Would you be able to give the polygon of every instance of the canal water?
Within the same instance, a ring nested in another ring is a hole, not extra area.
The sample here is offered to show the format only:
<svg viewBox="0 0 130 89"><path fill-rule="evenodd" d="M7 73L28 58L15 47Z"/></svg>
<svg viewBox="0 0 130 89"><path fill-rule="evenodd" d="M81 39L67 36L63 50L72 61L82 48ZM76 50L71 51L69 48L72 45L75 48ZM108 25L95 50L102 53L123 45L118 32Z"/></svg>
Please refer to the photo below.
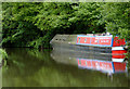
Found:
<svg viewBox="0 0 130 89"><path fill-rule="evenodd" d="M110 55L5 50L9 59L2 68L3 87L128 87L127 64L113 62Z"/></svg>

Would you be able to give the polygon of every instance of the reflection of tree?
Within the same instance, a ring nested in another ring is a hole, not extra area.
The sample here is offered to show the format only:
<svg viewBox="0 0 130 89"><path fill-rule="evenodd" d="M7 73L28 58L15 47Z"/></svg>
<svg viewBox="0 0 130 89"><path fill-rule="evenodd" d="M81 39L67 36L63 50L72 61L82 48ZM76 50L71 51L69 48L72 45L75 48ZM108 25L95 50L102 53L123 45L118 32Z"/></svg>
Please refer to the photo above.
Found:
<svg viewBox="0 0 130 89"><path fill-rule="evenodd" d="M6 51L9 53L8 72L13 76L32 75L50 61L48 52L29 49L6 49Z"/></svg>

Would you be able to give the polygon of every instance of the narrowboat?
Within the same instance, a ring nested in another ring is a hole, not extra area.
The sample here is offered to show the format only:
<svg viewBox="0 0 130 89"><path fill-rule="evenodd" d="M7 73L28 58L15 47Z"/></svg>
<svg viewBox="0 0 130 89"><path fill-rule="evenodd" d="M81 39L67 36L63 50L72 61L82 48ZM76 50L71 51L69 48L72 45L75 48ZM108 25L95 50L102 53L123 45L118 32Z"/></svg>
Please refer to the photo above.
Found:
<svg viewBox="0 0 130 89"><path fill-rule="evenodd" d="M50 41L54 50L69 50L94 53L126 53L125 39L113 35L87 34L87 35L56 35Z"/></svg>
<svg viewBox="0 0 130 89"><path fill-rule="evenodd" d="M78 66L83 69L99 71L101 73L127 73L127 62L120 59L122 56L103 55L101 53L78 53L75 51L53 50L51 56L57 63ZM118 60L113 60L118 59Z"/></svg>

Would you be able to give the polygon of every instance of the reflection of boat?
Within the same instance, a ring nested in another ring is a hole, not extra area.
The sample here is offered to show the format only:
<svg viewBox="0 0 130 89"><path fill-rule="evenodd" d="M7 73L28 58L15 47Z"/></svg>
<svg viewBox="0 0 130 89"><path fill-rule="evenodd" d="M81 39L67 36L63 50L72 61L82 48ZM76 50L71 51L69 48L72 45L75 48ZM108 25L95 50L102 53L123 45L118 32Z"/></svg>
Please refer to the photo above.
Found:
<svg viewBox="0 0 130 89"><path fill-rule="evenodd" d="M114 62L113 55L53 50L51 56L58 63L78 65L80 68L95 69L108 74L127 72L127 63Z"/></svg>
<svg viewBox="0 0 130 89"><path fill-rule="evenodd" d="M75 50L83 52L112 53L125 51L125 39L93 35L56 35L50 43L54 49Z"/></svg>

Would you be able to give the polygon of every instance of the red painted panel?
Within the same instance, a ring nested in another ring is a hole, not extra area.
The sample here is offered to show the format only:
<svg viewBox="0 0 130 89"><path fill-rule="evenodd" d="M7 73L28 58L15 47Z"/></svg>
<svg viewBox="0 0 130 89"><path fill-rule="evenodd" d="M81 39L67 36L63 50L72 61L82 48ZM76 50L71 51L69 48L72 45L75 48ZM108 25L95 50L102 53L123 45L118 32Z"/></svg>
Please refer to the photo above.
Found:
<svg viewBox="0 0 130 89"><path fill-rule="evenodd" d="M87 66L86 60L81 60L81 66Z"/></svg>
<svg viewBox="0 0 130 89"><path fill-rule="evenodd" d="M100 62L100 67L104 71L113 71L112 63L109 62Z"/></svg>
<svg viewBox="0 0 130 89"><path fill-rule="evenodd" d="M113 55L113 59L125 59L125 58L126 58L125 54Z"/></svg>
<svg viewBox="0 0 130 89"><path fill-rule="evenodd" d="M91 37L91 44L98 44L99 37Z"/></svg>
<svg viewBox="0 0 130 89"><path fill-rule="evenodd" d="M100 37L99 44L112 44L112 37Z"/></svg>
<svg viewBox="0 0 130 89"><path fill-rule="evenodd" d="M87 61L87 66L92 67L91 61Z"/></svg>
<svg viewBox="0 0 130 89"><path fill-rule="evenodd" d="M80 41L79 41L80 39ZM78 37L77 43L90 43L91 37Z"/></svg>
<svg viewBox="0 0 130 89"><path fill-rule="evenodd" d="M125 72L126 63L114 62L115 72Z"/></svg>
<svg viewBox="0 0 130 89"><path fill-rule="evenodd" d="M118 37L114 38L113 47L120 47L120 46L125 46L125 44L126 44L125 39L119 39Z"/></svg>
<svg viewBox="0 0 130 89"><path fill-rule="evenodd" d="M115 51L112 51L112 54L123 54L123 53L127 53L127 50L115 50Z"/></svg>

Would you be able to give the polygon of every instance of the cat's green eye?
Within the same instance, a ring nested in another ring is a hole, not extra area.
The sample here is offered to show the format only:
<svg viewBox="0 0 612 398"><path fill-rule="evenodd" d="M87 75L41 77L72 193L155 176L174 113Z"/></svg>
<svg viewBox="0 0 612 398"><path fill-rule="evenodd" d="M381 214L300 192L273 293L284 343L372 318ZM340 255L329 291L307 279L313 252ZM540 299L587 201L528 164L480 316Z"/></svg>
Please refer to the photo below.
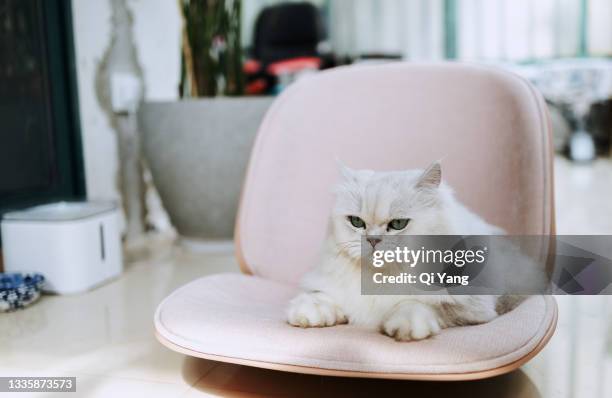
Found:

Aim of the task: Reproduce all the entries above with "photo" renamed to "image" everywhere it appears, leaving everything else unchanged. Omit the pictures.

Solution below:
Would you be able to give the polygon of every instance of the canal water?
Within the same instance, a ring nested in another ring is a hole, not extra area.
The sample here is offered to show the format only:
<svg viewBox="0 0 130 89"><path fill-rule="evenodd" d="M7 73L28 58L15 47Z"/></svg>
<svg viewBox="0 0 130 89"><path fill-rule="evenodd" d="M81 39L67 36L63 50L72 61L82 48ZM76 50L71 51L69 48L72 45L75 48ZM108 25L95 50L102 53L123 45L118 32Z"/></svg>
Please refer to the image below.
Found:
<svg viewBox="0 0 130 89"><path fill-rule="evenodd" d="M110 55L5 50L9 59L2 68L3 87L128 87L127 64L113 62Z"/></svg>

Would you be able to give the polygon of every instance of the reflection of tree?
Within the same instance, a ring nested in another ring is a hole, not extra area.
The sample here is offered to show the format only:
<svg viewBox="0 0 130 89"><path fill-rule="evenodd" d="M7 73L28 58L15 47Z"/></svg>
<svg viewBox="0 0 130 89"><path fill-rule="evenodd" d="M81 39L67 36L63 50L72 61L82 48ZM76 50L71 51L69 48L72 45L75 48ZM108 25L95 50L102 53L123 45L118 32Z"/></svg>
Please refer to the image above.
Found:
<svg viewBox="0 0 130 89"><path fill-rule="evenodd" d="M6 51L9 53L8 72L13 76L32 75L50 61L48 52L29 49L6 49Z"/></svg>

Would you be able to give the polygon of every instance of the narrowboat?
Within the same instance, a ring nested in another ring is a hole, not extra area.
The sample here is offered to show the format only:
<svg viewBox="0 0 130 89"><path fill-rule="evenodd" d="M7 73L28 58L15 47Z"/></svg>
<svg viewBox="0 0 130 89"><path fill-rule="evenodd" d="M81 39L67 36L63 50L72 61L82 48ZM76 50L71 51L69 48L72 45L75 48ZM108 25L95 50L102 53L123 45L118 32Z"/></svg>
Please refer to the image above.
Found:
<svg viewBox="0 0 130 89"><path fill-rule="evenodd" d="M50 41L54 50L69 50L94 53L126 53L125 39L113 35L87 34L87 35L56 35Z"/></svg>
<svg viewBox="0 0 130 89"><path fill-rule="evenodd" d="M78 66L83 69L99 71L101 73L127 73L127 62L120 59L122 56L103 55L101 53L78 53L75 51L53 50L51 56L57 63ZM118 60L113 60L118 59Z"/></svg>

Would you be able to give the polygon of every instance of the reflection of boat?
Within the same instance, a ring nested in another ring is a hole, not extra area.
The sample here is offered to show the format only:
<svg viewBox="0 0 130 89"><path fill-rule="evenodd" d="M7 73L28 58L15 47Z"/></svg>
<svg viewBox="0 0 130 89"><path fill-rule="evenodd" d="M81 39L67 36L63 50L72 61L82 48ZM76 50L71 51L69 48L72 45L75 48ZM108 25L95 50L102 53L123 45L118 32Z"/></svg>
Please refer to the image above.
Found:
<svg viewBox="0 0 130 89"><path fill-rule="evenodd" d="M114 62L113 55L53 50L51 56L58 63L78 65L80 68L95 69L108 74L127 72L127 63Z"/></svg>
<svg viewBox="0 0 130 89"><path fill-rule="evenodd" d="M75 50L83 52L112 53L125 51L125 39L93 35L56 35L50 43L54 49Z"/></svg>

Would you be able to give the polygon of every instance of the red painted panel?
Within the same instance, a ring nested in another ring is a hole, not extra area.
The sample here is offered to show the format only:
<svg viewBox="0 0 130 89"><path fill-rule="evenodd" d="M7 73L28 58L15 47Z"/></svg>
<svg viewBox="0 0 130 89"><path fill-rule="evenodd" d="M81 39L67 36L63 50L72 61L82 48ZM76 50L71 51L69 48L72 45L75 48ZM108 25L95 50L102 53L123 45L118 32Z"/></svg>
Please refer to the image above.
Found:
<svg viewBox="0 0 130 89"><path fill-rule="evenodd" d="M87 66L86 60L81 60L81 66Z"/></svg>
<svg viewBox="0 0 130 89"><path fill-rule="evenodd" d="M100 62L100 67L104 71L113 71L112 63L109 62Z"/></svg>
<svg viewBox="0 0 130 89"><path fill-rule="evenodd" d="M113 55L113 59L125 59L125 58L126 58L125 54Z"/></svg>
<svg viewBox="0 0 130 89"><path fill-rule="evenodd" d="M91 37L91 44L98 44L99 37Z"/></svg>
<svg viewBox="0 0 130 89"><path fill-rule="evenodd" d="M100 37L99 44L112 44L112 37Z"/></svg>
<svg viewBox="0 0 130 89"><path fill-rule="evenodd" d="M87 61L87 66L92 67L91 61Z"/></svg>
<svg viewBox="0 0 130 89"><path fill-rule="evenodd" d="M80 41L79 41L80 39ZM78 37L77 43L90 43L91 37Z"/></svg>
<svg viewBox="0 0 130 89"><path fill-rule="evenodd" d="M125 72L126 63L114 62L115 72Z"/></svg>
<svg viewBox="0 0 130 89"><path fill-rule="evenodd" d="M118 37L114 38L113 47L120 47L120 46L125 46L125 44L126 44L125 39L119 39Z"/></svg>
<svg viewBox="0 0 130 89"><path fill-rule="evenodd" d="M115 51L112 51L112 54L123 54L123 53L127 53L127 50L115 50Z"/></svg>

Would you be able to give the polygon of every instance of the cat's green eye?
Within the same instance, a ring nested in another ring is a hole, not extra area.
The sample here is offered to show the format only:
<svg viewBox="0 0 612 398"><path fill-rule="evenodd" d="M87 75L41 77L72 193L155 176L174 113Z"/></svg>
<svg viewBox="0 0 612 398"><path fill-rule="evenodd" d="M381 214L300 192L273 293L284 343L372 318ZM340 255L329 291L307 279L313 252ZM540 299L587 201L528 164L480 316Z"/></svg>
Please refer to the image below.
Found:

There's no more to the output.